■ TEXTE DE LECTURE:
··········
Plus qu'à ces oppositions, déjà étudiées, c'est aux émotions qu'elles font émerger, aux contextes passionnels des sociétés qu'elles créent qu'il faut désormais s'intéresser. Trop longtemps, le regard a été uniquement porté sur les conséquences structurelles des inégalités, sans en analyser leurs implications émotionnelles. Eugène Varlin disait « Tant qu'un homme pourra mourir de faim à la porte d'un palais où tout regorge, il n'y aura rien de stable dans les institutions humaines ». Ce que nous devrions aujourd'hui, dans un univers mondialisé et hyper-connecté, être capables d'entendre, c'est en réalité « Tant qu'un homme manquera de confiance en ce que l'altérité représente, alors il n'y aura rien de stable dans les institutions humaines ».

L'objectif n'est pas d'ouvrir le débat sur les méfaits de la mondialisation (qui n'ont d'égal que ses bienfaits !), mais de souligner le nouveau cadre de lecture qu'elle impose. Créer des liens économiques transnationaux, c'est déplacer le prisme émotionnel au-delà des frontières : chaque identité se place alors par rapport à l'autre. Que l'on considère que la mondialisation ait créé des injustices ou des améliorations, ce qu'il importe de voir c'est l'impact de ces changements : la mise en place d'émotions impliquant l'Autre. Les injustices ont mené à l'humiliation, les améliorations à la confiance, parfois à l'espoir. Certains aussi, ont ressenti l'exclusion d'un processus dont on souligne souvent le caractère mondial, mais qui leur laisse l'impression que « le monde » s'arrête aux pas de leurs portes. Mais si les émotions sont désormais créées par rapport à l'idée que l'on se fait de l'altérité, il existe en réalité une incompréhension fréquente de ce que ressent réellement cet Autre. On assiste alors à des phénomènes d'oppression de certaines identités, sans que l'on ne réalise la puissance des conséquences que peut avoir le sentiment d'humiliation engendré.
··········
■ MATÉRIEL D'EXERCICE:
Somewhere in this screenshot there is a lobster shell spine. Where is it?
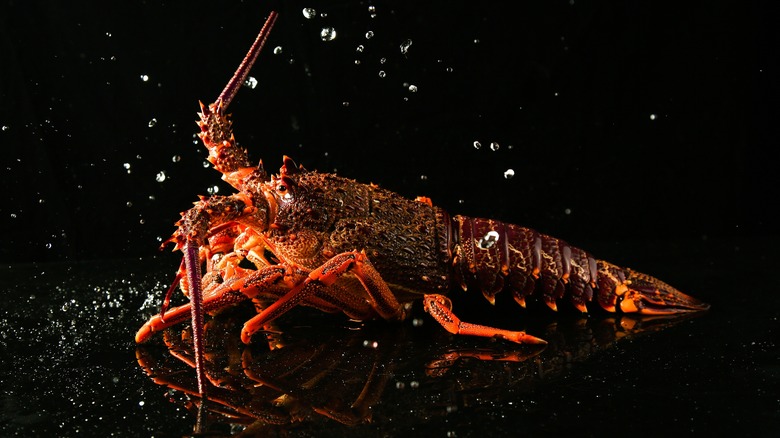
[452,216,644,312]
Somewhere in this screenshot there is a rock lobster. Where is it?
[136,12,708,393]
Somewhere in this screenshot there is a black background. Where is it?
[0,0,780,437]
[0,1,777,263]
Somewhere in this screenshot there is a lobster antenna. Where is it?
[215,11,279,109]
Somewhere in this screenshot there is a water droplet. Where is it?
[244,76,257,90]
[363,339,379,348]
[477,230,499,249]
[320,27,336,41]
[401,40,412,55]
··········
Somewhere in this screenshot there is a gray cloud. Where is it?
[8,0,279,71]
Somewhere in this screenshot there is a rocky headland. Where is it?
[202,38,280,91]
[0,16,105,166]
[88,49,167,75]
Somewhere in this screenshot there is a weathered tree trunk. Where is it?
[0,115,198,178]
··········
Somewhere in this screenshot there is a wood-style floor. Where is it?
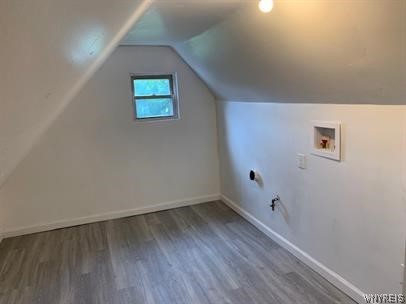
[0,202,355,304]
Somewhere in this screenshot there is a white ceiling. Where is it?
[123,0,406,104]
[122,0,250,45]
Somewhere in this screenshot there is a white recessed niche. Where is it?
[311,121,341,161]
··········
■ TRAVAIL À EFFECTUER:
(1) Indiquez les sentiments auxquels, selon le texte de lecture, ont mené les injustices et les améliorations.
(2) Restituez sous forme de liste JSON de chaînes les lignes des enregistrements, en commençant à la ligne qui contient « Somewhere in this screenshot there is a white recessed » et en vous arrêtant après celle qui contient « [311,121,341,161] », avec une chaîne par ligne et sans les lignes vides.
Les enregistrements n'ont aucun lien avec le texte de lecture.

■ CORRIGÉS:
(1) L'humiliation, la confiance et l'espoir.

(2)
[
  "Somewhere in this screenshot there is a white recessed niche. Where is it?",
  "[311,121,341,161]"
]